------ Dataset entries ------

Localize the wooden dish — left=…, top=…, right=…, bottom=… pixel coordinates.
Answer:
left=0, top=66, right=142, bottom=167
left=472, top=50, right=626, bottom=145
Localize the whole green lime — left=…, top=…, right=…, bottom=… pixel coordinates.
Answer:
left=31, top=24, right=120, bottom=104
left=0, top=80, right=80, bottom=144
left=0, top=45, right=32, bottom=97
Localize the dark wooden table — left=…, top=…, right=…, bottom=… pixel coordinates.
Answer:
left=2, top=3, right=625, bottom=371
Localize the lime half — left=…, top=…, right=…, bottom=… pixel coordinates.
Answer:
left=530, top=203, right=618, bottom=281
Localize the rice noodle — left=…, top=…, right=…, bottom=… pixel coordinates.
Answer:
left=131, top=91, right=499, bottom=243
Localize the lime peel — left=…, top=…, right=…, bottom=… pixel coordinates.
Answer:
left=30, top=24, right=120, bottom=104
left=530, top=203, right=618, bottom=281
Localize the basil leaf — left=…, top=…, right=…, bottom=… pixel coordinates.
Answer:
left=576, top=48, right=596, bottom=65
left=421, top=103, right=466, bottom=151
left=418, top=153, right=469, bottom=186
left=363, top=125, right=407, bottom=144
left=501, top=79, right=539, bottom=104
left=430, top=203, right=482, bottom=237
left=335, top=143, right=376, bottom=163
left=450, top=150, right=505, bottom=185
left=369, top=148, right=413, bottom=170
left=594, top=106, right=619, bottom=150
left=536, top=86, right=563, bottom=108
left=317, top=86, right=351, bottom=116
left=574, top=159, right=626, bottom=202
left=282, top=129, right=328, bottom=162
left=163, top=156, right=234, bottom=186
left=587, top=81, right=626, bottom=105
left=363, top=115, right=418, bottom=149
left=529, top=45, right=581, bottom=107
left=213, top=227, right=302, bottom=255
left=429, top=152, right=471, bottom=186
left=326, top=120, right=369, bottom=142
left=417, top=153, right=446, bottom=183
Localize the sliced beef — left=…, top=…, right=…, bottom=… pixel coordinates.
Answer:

------

__Problem__: This exercise needs each record retyped exactly as shown.

__Response for this exercise__:
Localize the wooden dish — left=…, top=…, right=…, bottom=… pixel coordinates.
Answer:
left=0, top=66, right=142, bottom=167
left=472, top=50, right=626, bottom=145
Localize the whole green lime — left=…, top=…, right=…, bottom=… pixel coordinates.
Answer:
left=31, top=24, right=120, bottom=104
left=0, top=80, right=80, bottom=144
left=0, top=45, right=32, bottom=97
Localize the dark wooden table — left=…, top=…, right=…, bottom=… pixel coordinates.
Answer:
left=2, top=3, right=625, bottom=371
Localize the lime half — left=…, top=…, right=…, bottom=… pixel coordinates.
Answer:
left=530, top=203, right=618, bottom=281
Localize the rice noodle — left=…, top=…, right=…, bottom=… pixel coordinates.
Answer:
left=131, top=91, right=499, bottom=243
Localize the lime peel — left=…, top=…, right=…, bottom=… pixel coordinates.
Answer:
left=30, top=24, right=120, bottom=104
left=530, top=203, right=618, bottom=281
Localize the basil leaf — left=…, top=…, right=…, bottom=… pixel coordinates.
Answer:
left=576, top=48, right=596, bottom=65
left=421, top=103, right=466, bottom=151
left=418, top=153, right=469, bottom=186
left=363, top=125, right=407, bottom=144
left=501, top=79, right=539, bottom=104
left=430, top=203, right=482, bottom=237
left=335, top=143, right=376, bottom=163
left=450, top=150, right=505, bottom=185
left=369, top=148, right=413, bottom=170
left=594, top=106, right=619, bottom=150
left=536, top=86, right=563, bottom=108
left=317, top=86, right=351, bottom=116
left=574, top=159, right=626, bottom=202
left=282, top=129, right=328, bottom=162
left=163, top=156, right=234, bottom=186
left=587, top=81, right=626, bottom=105
left=363, top=115, right=418, bottom=149
left=529, top=45, right=581, bottom=107
left=213, top=227, right=302, bottom=255
left=429, top=152, right=471, bottom=186
left=326, top=120, right=369, bottom=142
left=417, top=153, right=446, bottom=183
Localize the sliced beef — left=…, top=…, right=…, bottom=… pixel coordinates.
Answer:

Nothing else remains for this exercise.